Requirement: Leaving the images out, output each entry below exactly.

-------------------------

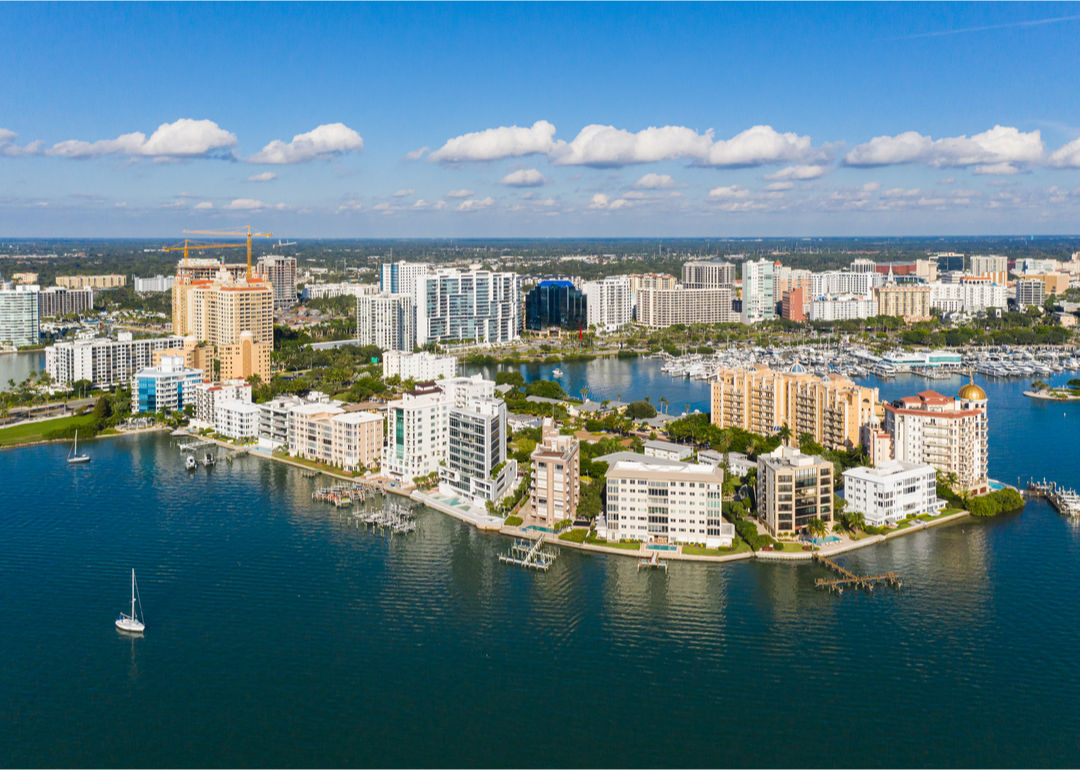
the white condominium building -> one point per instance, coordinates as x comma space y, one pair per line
474, 306
19, 315
419, 367
608, 302
709, 274
662, 308
758, 302
555, 487
104, 362
842, 308
326, 433
948, 433
892, 491
666, 503
386, 321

-------------------------

Response to this task:
the white condominium building -> one point per instance, coordinates as x comma space y, one pair per line
474, 306
19, 315
419, 367
608, 302
709, 274
662, 308
758, 302
555, 487
104, 362
842, 308
326, 433
948, 433
892, 491
666, 503
386, 321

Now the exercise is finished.